** Start **

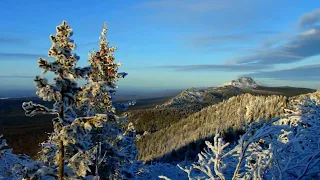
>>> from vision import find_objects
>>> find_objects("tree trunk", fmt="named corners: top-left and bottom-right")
top-left (58, 105), bottom-right (64, 180)
top-left (58, 141), bottom-right (64, 180)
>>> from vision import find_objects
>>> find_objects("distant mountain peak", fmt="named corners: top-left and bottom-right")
top-left (222, 77), bottom-right (258, 88)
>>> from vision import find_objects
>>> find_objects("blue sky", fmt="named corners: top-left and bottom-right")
top-left (0, 0), bottom-right (320, 90)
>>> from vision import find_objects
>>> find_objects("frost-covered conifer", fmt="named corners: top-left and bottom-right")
top-left (166, 92), bottom-right (320, 179)
top-left (20, 21), bottom-right (137, 179)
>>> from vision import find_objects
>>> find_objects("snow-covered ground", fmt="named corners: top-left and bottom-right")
top-left (222, 77), bottom-right (258, 88)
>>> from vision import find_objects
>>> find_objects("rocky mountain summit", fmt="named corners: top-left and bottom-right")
top-left (222, 77), bottom-right (258, 89)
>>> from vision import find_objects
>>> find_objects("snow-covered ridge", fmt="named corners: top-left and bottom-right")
top-left (157, 88), bottom-right (203, 108)
top-left (222, 77), bottom-right (258, 88)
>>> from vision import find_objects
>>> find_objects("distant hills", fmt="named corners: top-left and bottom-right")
top-left (0, 77), bottom-right (316, 161)
top-left (222, 77), bottom-right (258, 88)
top-left (129, 77), bottom-right (316, 161)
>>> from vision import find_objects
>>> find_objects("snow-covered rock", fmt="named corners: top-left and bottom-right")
top-left (157, 88), bottom-right (203, 108)
top-left (222, 77), bottom-right (258, 88)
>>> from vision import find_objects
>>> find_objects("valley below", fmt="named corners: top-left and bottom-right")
top-left (0, 77), bottom-right (315, 163)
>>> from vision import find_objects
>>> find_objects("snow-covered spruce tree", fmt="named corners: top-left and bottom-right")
top-left (161, 91), bottom-right (320, 179)
top-left (77, 24), bottom-right (137, 179)
top-left (23, 22), bottom-right (137, 179)
top-left (22, 21), bottom-right (90, 179)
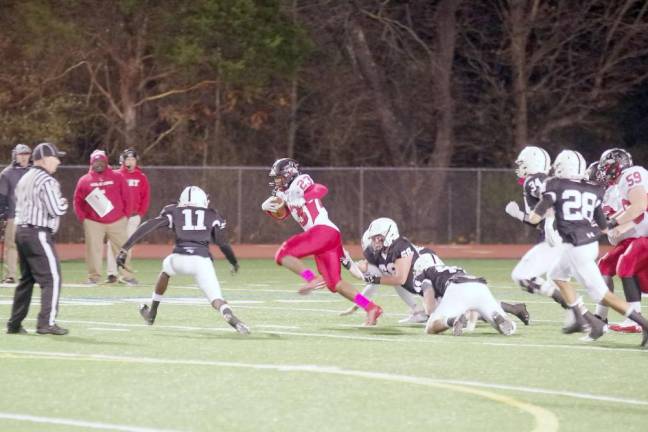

** End **

Work to do —
Which lines of the records above contain the string "mountain", matching case exactly? Show each such line in full.

Written answer —
>>> find_objects("distant mountain peak", fmt="named corners: top-left and bottom-right")
>>> find_objects("rocky mountain summit", fmt="named corners: top-left and bottom-right")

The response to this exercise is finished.